> Exercise brief: Repeat word for word everything from the line containing "of the adult" down to the final line below.

---------- Information supplied ----------

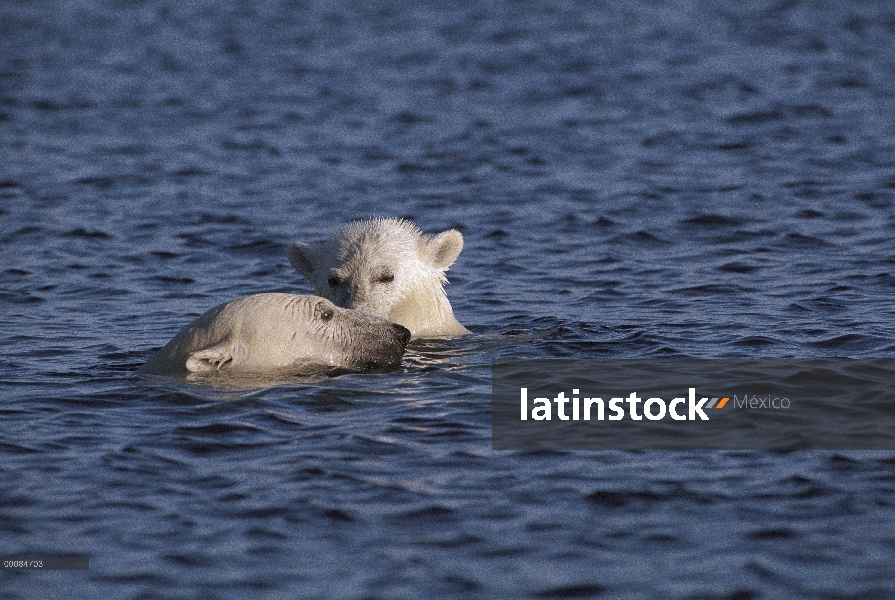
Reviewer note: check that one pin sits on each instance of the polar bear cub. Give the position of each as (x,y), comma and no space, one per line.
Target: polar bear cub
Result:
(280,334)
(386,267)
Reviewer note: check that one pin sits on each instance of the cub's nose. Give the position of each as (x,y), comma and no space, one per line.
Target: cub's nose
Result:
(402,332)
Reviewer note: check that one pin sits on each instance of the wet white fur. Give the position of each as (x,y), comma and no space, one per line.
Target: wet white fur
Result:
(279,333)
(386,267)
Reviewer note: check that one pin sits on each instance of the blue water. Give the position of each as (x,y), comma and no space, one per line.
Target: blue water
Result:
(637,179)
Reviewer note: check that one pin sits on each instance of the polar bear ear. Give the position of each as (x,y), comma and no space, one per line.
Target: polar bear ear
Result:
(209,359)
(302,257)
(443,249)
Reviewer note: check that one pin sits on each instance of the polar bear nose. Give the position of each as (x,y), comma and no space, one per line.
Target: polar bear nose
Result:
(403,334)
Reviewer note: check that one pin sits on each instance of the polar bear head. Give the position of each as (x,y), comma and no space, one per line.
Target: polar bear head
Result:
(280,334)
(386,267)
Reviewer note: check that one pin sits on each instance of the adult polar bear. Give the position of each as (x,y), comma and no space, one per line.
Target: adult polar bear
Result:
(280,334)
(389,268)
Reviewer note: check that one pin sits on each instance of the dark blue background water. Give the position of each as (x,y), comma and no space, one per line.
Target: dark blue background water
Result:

----------

> Result:
Reviewer note: check that one pin sits on each instance of the adult polar bear. Give the position of each as (x,y), comma and no space, one per line.
Target: adult polar bear
Result:
(280,334)
(389,268)
Reviewer note: check that one pin sits on each instance of the dark blue background water. Give the position of each as (x,y), comma and no space, one per line.
Target: dark blue background water
Result:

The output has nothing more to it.